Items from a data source
========================================================================

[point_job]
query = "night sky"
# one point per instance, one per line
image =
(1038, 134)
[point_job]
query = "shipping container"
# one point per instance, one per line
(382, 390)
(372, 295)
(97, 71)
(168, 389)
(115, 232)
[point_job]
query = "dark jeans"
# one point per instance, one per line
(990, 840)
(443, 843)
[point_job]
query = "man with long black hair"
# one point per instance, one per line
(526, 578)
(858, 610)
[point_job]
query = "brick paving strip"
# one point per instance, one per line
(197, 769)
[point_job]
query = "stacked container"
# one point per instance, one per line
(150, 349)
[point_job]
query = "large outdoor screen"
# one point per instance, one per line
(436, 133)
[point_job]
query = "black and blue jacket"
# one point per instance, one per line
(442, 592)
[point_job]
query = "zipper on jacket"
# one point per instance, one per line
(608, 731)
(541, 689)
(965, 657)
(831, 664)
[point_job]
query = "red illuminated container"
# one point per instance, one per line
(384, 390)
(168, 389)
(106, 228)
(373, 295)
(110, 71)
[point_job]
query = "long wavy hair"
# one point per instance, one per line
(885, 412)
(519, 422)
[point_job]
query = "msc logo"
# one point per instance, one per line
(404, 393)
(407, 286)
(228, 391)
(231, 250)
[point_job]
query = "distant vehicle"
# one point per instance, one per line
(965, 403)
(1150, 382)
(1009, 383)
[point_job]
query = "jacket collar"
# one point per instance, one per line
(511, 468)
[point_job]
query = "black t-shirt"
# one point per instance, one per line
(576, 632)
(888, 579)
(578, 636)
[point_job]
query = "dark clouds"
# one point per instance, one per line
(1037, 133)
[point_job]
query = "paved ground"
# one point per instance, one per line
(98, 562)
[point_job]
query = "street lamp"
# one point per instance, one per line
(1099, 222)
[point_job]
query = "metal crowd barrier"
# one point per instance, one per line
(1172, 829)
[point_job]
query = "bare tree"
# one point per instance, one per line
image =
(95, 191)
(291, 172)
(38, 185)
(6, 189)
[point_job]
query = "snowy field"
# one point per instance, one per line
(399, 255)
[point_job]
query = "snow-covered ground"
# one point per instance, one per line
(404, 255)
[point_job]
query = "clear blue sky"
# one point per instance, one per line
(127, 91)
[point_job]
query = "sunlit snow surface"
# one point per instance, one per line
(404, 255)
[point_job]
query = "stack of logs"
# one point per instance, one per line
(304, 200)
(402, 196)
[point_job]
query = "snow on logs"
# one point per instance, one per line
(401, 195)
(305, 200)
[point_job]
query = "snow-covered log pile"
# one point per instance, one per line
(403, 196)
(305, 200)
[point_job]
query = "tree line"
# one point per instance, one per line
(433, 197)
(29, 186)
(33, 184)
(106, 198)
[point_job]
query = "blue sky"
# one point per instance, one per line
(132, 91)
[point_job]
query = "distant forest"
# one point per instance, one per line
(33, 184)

========================================================================

What to work on
Of the lines in the data, report each one containing the string "hair".

Result of the task
query = "man with long black hair"
query = "long wavy hair"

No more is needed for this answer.